Point localization data
-------
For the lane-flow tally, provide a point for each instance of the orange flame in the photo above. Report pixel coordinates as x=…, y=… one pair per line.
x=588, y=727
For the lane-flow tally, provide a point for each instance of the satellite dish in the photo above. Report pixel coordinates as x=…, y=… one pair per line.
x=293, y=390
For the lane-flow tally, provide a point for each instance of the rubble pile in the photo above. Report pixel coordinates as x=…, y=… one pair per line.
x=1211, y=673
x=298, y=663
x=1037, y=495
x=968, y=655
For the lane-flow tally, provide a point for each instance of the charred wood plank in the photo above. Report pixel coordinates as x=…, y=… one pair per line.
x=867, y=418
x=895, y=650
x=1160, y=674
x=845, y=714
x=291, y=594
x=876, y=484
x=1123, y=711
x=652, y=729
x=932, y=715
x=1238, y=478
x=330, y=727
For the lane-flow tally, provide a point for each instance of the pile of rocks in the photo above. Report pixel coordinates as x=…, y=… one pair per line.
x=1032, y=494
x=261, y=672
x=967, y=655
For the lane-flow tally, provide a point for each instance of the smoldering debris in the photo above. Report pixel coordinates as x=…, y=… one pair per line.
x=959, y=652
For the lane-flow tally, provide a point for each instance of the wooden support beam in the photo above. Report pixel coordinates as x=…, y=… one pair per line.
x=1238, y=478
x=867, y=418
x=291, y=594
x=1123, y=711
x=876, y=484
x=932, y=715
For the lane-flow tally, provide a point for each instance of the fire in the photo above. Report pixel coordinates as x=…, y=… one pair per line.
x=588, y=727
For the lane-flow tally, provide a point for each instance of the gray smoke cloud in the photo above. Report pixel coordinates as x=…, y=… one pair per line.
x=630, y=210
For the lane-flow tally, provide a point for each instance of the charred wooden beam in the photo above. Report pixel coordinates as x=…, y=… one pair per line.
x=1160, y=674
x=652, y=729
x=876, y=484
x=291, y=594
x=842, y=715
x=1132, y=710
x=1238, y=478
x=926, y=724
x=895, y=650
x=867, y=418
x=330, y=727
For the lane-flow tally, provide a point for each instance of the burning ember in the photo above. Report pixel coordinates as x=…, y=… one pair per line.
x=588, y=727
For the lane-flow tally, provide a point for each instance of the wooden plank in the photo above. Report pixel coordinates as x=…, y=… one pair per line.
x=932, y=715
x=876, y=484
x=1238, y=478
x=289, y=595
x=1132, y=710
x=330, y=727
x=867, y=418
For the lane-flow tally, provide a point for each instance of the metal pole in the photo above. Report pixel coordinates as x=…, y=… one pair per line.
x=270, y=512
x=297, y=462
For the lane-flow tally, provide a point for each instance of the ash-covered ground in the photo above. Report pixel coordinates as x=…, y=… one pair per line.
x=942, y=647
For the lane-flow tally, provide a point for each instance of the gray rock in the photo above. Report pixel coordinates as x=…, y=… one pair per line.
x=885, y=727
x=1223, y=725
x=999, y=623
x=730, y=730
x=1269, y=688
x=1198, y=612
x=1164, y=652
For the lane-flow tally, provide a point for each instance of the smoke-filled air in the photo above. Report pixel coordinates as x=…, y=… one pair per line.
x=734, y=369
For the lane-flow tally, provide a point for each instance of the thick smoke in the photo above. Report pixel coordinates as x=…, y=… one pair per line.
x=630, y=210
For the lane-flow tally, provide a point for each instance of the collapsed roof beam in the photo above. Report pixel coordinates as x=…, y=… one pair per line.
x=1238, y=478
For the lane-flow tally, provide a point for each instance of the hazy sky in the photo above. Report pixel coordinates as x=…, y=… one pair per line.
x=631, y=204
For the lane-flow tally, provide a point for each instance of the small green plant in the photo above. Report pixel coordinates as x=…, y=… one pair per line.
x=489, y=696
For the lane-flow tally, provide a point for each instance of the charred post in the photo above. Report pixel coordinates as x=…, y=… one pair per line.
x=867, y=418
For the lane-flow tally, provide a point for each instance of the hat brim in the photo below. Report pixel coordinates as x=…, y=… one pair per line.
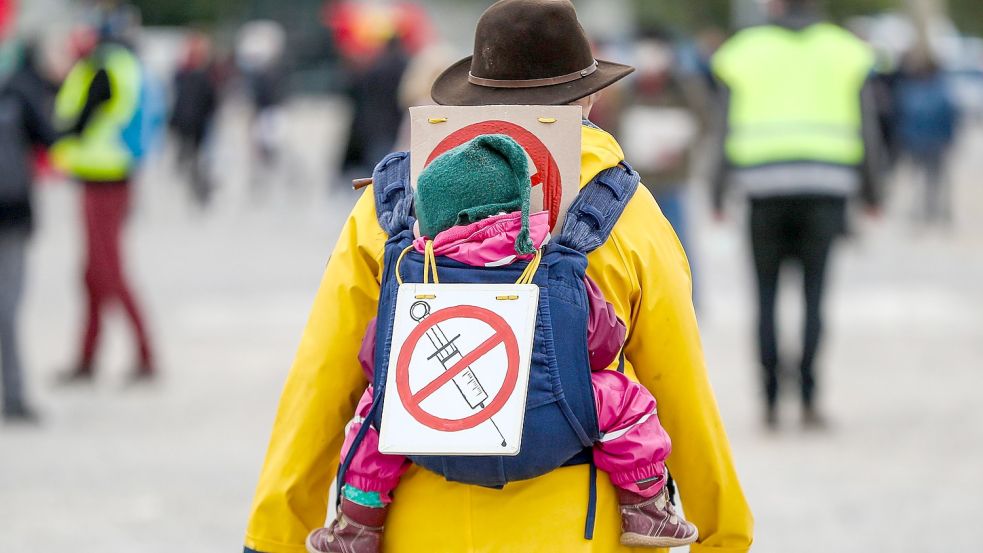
x=452, y=87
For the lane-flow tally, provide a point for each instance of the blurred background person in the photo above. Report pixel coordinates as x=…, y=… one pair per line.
x=24, y=125
x=661, y=120
x=926, y=119
x=377, y=112
x=801, y=139
x=384, y=49
x=195, y=102
x=96, y=105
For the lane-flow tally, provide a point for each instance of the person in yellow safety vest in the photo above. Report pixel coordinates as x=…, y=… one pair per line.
x=97, y=101
x=799, y=137
x=641, y=269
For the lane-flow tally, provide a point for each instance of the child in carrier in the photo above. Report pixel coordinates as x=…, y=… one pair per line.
x=473, y=202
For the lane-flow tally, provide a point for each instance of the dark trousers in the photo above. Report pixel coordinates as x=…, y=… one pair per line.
x=104, y=208
x=13, y=246
x=800, y=229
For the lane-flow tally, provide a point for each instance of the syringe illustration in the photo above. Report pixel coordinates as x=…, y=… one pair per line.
x=447, y=354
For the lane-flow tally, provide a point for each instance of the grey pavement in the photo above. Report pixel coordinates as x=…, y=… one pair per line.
x=172, y=467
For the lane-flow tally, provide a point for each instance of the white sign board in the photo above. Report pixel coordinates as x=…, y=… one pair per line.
x=550, y=135
x=459, y=369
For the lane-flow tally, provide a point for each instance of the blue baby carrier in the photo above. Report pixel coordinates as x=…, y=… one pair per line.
x=560, y=419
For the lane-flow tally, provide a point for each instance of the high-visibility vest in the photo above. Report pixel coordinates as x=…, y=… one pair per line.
x=794, y=95
x=99, y=153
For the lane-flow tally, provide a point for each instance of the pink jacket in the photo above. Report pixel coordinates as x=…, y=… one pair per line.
x=490, y=243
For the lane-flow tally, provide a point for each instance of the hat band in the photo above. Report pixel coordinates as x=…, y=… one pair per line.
x=532, y=83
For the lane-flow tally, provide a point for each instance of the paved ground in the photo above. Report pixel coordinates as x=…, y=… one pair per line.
x=172, y=467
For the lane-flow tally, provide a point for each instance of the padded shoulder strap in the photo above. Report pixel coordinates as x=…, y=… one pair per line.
x=393, y=193
x=598, y=207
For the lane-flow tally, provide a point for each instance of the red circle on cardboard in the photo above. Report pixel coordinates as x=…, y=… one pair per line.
x=547, y=171
x=502, y=335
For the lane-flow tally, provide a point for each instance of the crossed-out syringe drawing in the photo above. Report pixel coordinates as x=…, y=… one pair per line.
x=447, y=354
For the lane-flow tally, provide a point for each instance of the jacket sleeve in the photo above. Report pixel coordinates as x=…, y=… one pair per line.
-------
**TASK ITEM:** Every entry above should be duplicated exactly. Do not include the images.

**SOLUTION FOR THIS PROBLEM:**
For the lane-flow tally, provide a point for each instance of the orange flame in the photo above. Report pixel coordinates as x=…, y=… one pair per line.
x=588, y=727
For the lane-flow tally, provide a point for each instance of the satellite dish in the photo above. Report pixel coordinates as x=…, y=… one pair per line.
x=293, y=390
For the lane-flow tally, provide a point for each instance of the rubble pile in the photo above. Report pixel coordinates as x=…, y=… one pair per line.
x=1211, y=673
x=298, y=663
x=1037, y=495
x=968, y=655
For the lane-flow tally, provide a point for each instance of the charred wood plank in the photo above. Report pixel coordinates as x=…, y=… one pair per line.
x=867, y=418
x=895, y=650
x=1160, y=674
x=845, y=714
x=291, y=594
x=876, y=484
x=1123, y=711
x=652, y=729
x=932, y=715
x=1238, y=478
x=330, y=727
For the lane-flow tally, provide a point for each instance of the pile of rocks in the photo above. Report pixel coordinates as x=…, y=… one pair per line.
x=1032, y=494
x=261, y=672
x=967, y=655
For the lane-flow tally, provide a point for each instance of the smoldering debris in the photo above. Report pixel coordinates as x=…, y=… one pair per line.
x=959, y=652
For the lane-flow tally, provide a point for each instance of the wooden support beam in the photo above. Report pixel coordinates as x=…, y=… one pair per line.
x=1238, y=478
x=867, y=418
x=291, y=594
x=1123, y=711
x=876, y=484
x=932, y=715
For the lane-flow tally, provide a point for each instance of the fire in the photo above. Report pixel coordinates as x=…, y=… one pair per line.
x=588, y=727
For the lane-flow tally, provide a point for each instance of the gray smoke cloud in the photo above. Report pixel coordinates as x=…, y=… one pair per line.
x=630, y=210
For the lane-flow tally, provide a point for each instance of the charred wooden beam in the photo above. Report pixel coordinates as x=…, y=… one pair per line.
x=1160, y=674
x=652, y=729
x=876, y=484
x=291, y=594
x=842, y=715
x=1132, y=710
x=1238, y=478
x=926, y=724
x=895, y=650
x=867, y=418
x=330, y=727
For the lane-flow tally, provide a point for each instance of the burning ember in the photo above. Report pixel coordinates as x=…, y=… one pair per line.
x=588, y=727
For the lane-flow tally, provide a point for each instance of the wooden plank in the photo above. Report pixel coordinates as x=…, y=… one pair per line.
x=932, y=715
x=876, y=484
x=1238, y=478
x=289, y=595
x=1132, y=710
x=330, y=727
x=867, y=418
For the lane-flow tally, provide a point for each instance of the metal pole in the photo above. Report pixel coordinates as x=…, y=… one pair per line.
x=270, y=512
x=297, y=462
For the lane-flow tally, provide a point for each instance of the ash-covered ground in the photo above. Report pixel coordinates as x=…, y=… one pair per line.
x=942, y=647
For the lane-flow tally, provide a point for each instance of the gray rock in the photo above. Report pixel coordinates as x=…, y=… one pair per line.
x=885, y=727
x=1223, y=725
x=999, y=623
x=730, y=730
x=1269, y=688
x=1198, y=612
x=1164, y=652
For the lane-flow tally, provide a point for each instance of the smoke-filled air in the photo above. Report pixel coordinates as x=…, y=… one pair per line.
x=734, y=369
For the lane-flow tally, provide a point for each instance of the thick smoke in the photo above. Report pixel coordinates as x=…, y=… one pair per line.
x=630, y=210
For the lane-flow tally, provide a point for each instance of the collapsed roof beam in the photo above. Report pixel coordinates as x=…, y=… one pair per line.
x=1238, y=478
For the lane-flow tally, provide a point for each instance of the hazy sky in the photo above. Report pixel coordinates as x=…, y=… one pair per line.
x=631, y=204
For the lane-flow tally, provide a point for each instance of the small green plant in the photo above. Report pixel coordinates as x=…, y=… one pair per line.
x=489, y=696
For the lane-flow tally, provide a point for each instance of the charred post in the photo above. Report pixel coordinates as x=…, y=… one pair per line.
x=867, y=418
For the lane-flow tally, provide a point for each instance of the hat brim in the photo below. Report pixel coordinates as x=…, y=… one pair per line.
x=452, y=87
For the lane-flow tally, provide a point for each instance of the blurred background person in the photo above. Report pixel coordinates as x=…, y=… one pair per line.
x=24, y=125
x=661, y=120
x=926, y=119
x=377, y=112
x=801, y=139
x=384, y=49
x=195, y=102
x=96, y=105
For the lane-flow tally, provide a point for each instance of the person in yellow safety vest in the photo above. Report pixel coordinates as x=…, y=… one pair per line.
x=97, y=101
x=799, y=137
x=641, y=269
For the lane-flow tally, provide a point for each instance of the child in carrier in the photo above. Report pixel coordinates as x=…, y=… one pair per line.
x=473, y=202
For the lane-flow tally, provide a point for each instance of the dark trousers in the photo above. Report pixel coordinates as x=…, y=… one pair per line.
x=104, y=208
x=13, y=246
x=800, y=229
For the lane-flow tally, provide a point for each instance of the syringe illustration in the photo above. Report pixel coordinates as x=…, y=… one pair per line.
x=447, y=354
For the lane-flow tally, provide a point for each instance of the grey pavement in the photo above. Report pixel coordinates as x=…, y=… one pair per line.
x=172, y=467
For the lane-flow tally, provide a point for each instance of the white sign board in the photo above. Report pixel coordinates as x=…, y=… one pair per line.
x=550, y=135
x=459, y=369
For the lane-flow tally, provide a point for each instance of the blue baby carrier in the photo above. Report pixel coordinates as x=…, y=… one pair per line.
x=560, y=419
For the lane-flow tally, provide a point for each instance of the high-visibility vest in the photo above. Report pixel coordinates as x=…, y=… one pair per line.
x=794, y=95
x=99, y=153
For the lane-flow tally, provide a point for each instance of the pink jacket in the photo above. Report pixel coordinates as x=…, y=… one pair per line.
x=490, y=243
For the lane-flow tally, provide a point for each instance of the hat band in the photo above. Report pixel coordinates as x=…, y=… one pair per line.
x=532, y=83
For the lane-flow tally, provide a point for each instance of the paved ground in the photo above. Report pixel coordinates as x=…, y=… one pair per line.
x=172, y=467
For the lane-flow tally, provide a point for each instance of the padded shoulder strap in the photo above. Report pixel coordinates as x=…, y=… one pair per line.
x=393, y=193
x=598, y=207
For the lane-flow tally, provide a point for each instance of the red circle on cardboard in the photo above. Report pixel coordinates as x=…, y=… one pair per line.
x=547, y=171
x=502, y=335
For the lane-flow tally, provide a point for each instance of the crossed-out syringe drawing in the photo above. Report pixel coordinates as x=…, y=… one pair per line.
x=447, y=354
For the lane-flow tally, provide a point for each instance of the jacket sleeve in the photo above. Report pixel coordinates as x=…, y=… one pair per line.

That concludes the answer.